(Listing from a data source)
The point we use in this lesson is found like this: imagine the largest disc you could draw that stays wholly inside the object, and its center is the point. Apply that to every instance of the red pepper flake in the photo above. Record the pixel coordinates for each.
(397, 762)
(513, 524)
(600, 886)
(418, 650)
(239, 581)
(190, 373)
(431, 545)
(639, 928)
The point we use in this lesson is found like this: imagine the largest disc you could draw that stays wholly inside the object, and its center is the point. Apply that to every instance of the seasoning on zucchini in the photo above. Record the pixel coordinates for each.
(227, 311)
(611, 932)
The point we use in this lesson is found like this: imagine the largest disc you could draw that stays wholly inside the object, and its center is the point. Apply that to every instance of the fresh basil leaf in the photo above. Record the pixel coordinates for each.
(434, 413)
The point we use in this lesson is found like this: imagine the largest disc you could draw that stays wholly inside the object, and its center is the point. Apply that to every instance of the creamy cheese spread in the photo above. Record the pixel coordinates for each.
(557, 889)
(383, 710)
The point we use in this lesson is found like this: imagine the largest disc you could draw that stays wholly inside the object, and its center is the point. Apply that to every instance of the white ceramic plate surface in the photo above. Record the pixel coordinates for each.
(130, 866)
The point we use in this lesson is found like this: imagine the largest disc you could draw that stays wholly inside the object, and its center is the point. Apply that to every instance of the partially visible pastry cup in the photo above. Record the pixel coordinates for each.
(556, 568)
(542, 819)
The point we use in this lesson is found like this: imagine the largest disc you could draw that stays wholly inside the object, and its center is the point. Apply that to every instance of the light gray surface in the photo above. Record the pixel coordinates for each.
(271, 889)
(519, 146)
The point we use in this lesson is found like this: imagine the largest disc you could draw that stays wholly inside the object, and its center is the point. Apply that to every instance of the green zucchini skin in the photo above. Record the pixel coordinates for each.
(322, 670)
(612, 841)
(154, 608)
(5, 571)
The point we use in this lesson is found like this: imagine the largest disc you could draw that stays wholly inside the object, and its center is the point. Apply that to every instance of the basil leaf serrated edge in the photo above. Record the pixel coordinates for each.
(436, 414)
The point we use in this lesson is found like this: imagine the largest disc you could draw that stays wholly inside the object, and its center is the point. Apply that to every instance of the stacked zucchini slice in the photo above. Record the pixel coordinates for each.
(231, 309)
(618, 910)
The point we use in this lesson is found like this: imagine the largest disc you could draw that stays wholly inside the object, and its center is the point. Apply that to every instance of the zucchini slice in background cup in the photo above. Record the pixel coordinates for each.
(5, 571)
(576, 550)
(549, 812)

■ **Work to complete**
Copy the part of the listing above that opens with the line containing "of the stacked" and runs through the listing's final line, keeping every line exactly as it appears.

■ **Answer to this problem**
The point we use in this lesson is found like this: imagine the largest disc you could draw that stays wholly inside the object, and its center is the point. Apply that to every instance of the stacked zucchini slice in the photo above. Record the pixel coordinates for each.
(231, 309)
(618, 910)
The point we use in this lesson is found like this: imagine the largest disc you could draw that stays wholly inside the object, and its center is the point. Apply that to every instance of the zucchini slice in background cup in the photo above. Record the pixel coordinates for each.
(5, 571)
(576, 550)
(549, 812)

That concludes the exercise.